Items from a dataset
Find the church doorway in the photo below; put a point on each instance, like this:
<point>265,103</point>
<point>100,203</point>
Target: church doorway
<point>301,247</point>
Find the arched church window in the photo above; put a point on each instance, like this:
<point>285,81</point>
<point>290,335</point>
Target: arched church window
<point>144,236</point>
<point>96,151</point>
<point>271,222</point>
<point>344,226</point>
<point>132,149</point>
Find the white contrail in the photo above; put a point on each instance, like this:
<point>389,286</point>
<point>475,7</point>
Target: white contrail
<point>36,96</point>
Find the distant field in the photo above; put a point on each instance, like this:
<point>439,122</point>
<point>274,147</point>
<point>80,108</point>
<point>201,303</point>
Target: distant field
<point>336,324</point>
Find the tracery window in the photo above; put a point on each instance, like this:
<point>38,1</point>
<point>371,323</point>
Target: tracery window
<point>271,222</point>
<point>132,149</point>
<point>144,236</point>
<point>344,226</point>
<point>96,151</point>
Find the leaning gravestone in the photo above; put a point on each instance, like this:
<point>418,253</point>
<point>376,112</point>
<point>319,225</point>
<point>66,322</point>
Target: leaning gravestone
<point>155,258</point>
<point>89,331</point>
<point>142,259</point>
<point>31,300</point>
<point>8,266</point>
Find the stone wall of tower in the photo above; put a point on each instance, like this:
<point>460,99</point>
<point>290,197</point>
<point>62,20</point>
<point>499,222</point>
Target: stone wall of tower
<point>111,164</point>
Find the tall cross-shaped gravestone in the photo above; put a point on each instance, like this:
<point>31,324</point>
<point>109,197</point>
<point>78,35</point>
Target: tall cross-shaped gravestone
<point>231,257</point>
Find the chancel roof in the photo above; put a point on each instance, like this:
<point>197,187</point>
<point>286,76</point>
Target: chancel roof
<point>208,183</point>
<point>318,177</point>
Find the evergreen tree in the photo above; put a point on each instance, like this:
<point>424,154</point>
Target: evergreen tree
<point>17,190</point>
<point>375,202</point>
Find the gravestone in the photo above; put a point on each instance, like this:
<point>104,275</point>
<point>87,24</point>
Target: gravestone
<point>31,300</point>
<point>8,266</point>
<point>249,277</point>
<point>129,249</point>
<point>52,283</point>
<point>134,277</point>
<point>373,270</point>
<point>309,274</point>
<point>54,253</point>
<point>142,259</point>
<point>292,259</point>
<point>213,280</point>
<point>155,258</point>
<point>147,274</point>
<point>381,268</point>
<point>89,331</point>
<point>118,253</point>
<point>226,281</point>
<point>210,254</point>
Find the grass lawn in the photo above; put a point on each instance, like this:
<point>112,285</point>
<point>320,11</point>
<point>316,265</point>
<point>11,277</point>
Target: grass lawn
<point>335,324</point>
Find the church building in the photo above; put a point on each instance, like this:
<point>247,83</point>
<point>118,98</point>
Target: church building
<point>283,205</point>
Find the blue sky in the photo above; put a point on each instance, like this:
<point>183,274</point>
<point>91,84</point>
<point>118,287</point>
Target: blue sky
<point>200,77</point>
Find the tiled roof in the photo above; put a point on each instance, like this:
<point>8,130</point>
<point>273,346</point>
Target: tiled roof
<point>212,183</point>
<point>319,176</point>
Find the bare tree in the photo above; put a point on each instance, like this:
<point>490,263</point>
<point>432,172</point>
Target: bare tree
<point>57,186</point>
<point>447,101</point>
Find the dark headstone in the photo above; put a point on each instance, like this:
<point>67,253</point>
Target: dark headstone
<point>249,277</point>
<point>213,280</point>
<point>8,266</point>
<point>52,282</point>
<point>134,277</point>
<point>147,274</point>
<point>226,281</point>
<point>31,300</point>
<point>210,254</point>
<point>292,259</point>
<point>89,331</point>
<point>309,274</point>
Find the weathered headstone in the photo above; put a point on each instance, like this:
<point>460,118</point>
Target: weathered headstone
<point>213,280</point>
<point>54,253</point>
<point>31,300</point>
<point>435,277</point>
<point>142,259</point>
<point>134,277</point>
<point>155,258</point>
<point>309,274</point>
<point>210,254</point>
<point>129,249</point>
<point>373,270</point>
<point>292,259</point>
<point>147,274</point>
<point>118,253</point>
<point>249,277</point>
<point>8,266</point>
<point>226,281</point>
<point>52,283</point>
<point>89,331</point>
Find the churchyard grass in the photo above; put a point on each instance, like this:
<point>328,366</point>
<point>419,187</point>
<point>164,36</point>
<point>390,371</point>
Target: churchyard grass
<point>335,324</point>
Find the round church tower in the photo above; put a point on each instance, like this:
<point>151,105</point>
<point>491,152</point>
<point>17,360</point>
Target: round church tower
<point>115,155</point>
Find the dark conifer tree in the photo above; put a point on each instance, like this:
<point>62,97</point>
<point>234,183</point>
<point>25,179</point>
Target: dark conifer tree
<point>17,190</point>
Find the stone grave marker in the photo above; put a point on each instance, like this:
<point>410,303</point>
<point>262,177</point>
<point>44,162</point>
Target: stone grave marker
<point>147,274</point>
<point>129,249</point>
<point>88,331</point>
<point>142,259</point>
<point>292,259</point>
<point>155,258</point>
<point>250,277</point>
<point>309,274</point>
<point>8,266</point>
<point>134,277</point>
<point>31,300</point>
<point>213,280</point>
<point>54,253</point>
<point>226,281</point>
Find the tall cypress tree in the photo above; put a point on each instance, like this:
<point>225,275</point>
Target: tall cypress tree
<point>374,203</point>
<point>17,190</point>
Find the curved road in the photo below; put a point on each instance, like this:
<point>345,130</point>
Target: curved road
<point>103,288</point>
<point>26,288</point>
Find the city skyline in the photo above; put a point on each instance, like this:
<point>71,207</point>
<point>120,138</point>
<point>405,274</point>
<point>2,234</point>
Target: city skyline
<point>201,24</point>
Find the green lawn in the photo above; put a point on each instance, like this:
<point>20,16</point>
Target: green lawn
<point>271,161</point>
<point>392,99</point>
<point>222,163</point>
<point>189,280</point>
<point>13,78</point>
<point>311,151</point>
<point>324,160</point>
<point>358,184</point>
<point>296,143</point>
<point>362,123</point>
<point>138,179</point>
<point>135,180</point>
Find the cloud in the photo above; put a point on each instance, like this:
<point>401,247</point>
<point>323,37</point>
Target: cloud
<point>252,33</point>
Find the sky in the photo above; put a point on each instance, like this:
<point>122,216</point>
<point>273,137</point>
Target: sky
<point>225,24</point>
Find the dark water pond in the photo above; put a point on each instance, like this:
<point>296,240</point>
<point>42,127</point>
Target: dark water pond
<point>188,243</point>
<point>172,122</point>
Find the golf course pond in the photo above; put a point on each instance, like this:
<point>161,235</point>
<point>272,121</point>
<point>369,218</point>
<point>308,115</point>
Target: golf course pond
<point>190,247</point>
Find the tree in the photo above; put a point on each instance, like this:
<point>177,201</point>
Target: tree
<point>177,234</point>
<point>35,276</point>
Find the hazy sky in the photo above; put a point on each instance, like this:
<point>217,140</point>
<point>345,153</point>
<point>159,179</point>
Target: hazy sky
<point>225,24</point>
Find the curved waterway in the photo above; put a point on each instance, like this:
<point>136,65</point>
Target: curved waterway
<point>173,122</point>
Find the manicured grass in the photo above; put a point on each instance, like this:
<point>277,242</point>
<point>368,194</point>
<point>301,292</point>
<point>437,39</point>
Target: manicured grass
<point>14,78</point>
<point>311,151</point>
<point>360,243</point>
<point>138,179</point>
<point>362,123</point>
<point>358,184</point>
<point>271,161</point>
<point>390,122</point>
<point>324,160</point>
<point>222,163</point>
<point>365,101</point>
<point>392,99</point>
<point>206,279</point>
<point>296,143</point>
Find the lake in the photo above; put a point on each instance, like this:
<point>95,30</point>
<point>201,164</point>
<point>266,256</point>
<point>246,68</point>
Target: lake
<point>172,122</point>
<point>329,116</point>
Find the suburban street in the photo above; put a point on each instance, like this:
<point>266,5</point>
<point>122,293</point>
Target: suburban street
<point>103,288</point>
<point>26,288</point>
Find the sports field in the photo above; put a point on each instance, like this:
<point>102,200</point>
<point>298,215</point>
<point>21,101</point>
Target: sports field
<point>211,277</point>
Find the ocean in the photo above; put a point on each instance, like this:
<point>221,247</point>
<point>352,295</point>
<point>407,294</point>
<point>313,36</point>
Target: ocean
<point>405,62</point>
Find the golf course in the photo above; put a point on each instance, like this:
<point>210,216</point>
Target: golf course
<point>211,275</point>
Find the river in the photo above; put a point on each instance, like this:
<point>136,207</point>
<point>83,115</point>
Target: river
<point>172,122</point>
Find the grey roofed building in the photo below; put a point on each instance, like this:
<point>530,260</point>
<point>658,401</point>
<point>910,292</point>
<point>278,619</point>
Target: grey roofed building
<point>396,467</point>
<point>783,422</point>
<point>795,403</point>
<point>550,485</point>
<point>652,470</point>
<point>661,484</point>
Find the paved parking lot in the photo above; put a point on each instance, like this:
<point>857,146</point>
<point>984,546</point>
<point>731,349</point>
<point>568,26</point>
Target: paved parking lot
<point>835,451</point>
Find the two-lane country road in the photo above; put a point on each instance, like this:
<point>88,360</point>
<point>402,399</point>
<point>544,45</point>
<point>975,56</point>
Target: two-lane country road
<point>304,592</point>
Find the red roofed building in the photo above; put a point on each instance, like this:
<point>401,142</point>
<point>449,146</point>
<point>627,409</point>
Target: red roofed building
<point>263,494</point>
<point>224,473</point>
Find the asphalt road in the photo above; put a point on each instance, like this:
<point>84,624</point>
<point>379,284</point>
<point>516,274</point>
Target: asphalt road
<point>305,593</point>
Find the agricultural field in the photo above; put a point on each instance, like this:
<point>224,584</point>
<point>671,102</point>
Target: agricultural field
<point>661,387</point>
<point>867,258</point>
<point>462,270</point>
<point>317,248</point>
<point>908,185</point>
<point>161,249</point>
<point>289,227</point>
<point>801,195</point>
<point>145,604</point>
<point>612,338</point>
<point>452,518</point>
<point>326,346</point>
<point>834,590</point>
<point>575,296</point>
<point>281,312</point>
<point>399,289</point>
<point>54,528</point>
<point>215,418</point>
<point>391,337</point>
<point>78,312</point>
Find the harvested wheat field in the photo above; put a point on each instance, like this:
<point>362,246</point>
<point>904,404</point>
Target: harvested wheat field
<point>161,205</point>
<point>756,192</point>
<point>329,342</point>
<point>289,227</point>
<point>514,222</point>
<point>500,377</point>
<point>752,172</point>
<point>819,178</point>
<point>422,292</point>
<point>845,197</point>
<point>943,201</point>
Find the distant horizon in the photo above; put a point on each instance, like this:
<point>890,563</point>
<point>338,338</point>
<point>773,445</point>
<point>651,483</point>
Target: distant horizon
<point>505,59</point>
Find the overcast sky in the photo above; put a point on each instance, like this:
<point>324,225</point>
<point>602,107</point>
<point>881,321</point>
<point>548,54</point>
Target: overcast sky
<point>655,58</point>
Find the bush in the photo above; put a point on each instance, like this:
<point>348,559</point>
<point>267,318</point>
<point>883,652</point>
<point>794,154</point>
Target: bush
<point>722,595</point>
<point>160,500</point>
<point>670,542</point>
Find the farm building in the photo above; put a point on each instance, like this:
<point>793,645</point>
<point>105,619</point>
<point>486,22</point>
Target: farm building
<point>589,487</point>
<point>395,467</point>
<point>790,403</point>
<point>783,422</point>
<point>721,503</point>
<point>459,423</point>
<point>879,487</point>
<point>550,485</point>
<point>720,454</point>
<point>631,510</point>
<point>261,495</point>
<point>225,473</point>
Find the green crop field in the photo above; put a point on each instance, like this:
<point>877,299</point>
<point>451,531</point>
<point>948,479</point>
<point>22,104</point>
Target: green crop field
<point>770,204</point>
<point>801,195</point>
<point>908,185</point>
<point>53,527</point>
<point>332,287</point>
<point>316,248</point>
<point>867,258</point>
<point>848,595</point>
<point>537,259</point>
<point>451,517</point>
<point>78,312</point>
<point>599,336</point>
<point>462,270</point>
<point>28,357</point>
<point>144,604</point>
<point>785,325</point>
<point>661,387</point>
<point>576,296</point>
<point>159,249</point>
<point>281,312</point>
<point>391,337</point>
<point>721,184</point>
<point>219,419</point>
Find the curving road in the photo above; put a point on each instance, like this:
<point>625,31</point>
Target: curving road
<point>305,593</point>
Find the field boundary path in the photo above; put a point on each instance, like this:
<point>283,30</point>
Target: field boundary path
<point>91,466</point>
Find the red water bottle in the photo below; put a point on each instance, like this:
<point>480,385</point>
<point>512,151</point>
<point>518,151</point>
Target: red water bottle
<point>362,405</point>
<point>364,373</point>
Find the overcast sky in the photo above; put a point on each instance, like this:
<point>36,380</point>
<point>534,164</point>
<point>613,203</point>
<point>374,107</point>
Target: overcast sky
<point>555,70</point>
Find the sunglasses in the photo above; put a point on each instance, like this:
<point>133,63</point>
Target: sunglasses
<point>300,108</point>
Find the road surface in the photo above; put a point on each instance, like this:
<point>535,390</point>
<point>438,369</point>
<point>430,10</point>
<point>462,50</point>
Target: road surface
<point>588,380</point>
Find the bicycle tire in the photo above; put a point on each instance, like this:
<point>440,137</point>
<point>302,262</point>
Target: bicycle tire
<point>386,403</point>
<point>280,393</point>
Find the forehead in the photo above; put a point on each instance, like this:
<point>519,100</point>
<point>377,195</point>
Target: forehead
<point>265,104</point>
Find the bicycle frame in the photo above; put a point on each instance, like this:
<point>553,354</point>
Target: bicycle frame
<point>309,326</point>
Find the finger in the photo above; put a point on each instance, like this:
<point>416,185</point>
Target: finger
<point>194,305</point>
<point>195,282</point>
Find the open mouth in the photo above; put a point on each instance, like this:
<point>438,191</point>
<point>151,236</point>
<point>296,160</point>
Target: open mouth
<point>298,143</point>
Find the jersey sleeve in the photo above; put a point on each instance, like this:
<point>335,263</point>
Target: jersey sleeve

» **OBJECTIVE**: Reproduce the data from its first line through the line containing "<point>231,257</point>", swapping "gravestone" for "headstone" and keeping everything else unchanged.

» **RESPONSE**:
Find the church doorway in the photo below; put a point on each instance, like this:
<point>265,103</point>
<point>100,203</point>
Target: church doorway
<point>301,247</point>
Find the arched church window in the photo above; put a point on each instance, like this:
<point>285,81</point>
<point>290,335</point>
Target: arched church window
<point>144,236</point>
<point>96,151</point>
<point>271,222</point>
<point>344,226</point>
<point>132,149</point>
Find the white contrail in the photo above; put a point on each instance, like this:
<point>389,286</point>
<point>475,7</point>
Target: white contrail
<point>36,96</point>
Find the distant field in the photo above; put a point on each instance, like this:
<point>439,122</point>
<point>274,147</point>
<point>80,108</point>
<point>201,303</point>
Target: distant field
<point>336,324</point>
Find the tracery window in the photo above; put a point on each instance, like this:
<point>38,1</point>
<point>371,323</point>
Target: tracery window
<point>271,222</point>
<point>132,149</point>
<point>144,236</point>
<point>344,226</point>
<point>96,151</point>
Find the leaning headstone in the photo above; put a point on each instance, like this:
<point>418,253</point>
<point>376,112</point>
<point>319,225</point>
<point>66,322</point>
Target: leaning headstone
<point>155,258</point>
<point>89,331</point>
<point>142,259</point>
<point>31,300</point>
<point>8,266</point>
Find the stone wall of tower in the photo above; put a point on each instance, like this:
<point>460,99</point>
<point>290,197</point>
<point>62,20</point>
<point>499,222</point>
Target: stone wall of tower
<point>111,164</point>
Find the tall cross-shaped headstone in the photo above; put a point on each instance, like this:
<point>31,324</point>
<point>109,197</point>
<point>78,35</point>
Target: tall cross-shaped headstone
<point>231,257</point>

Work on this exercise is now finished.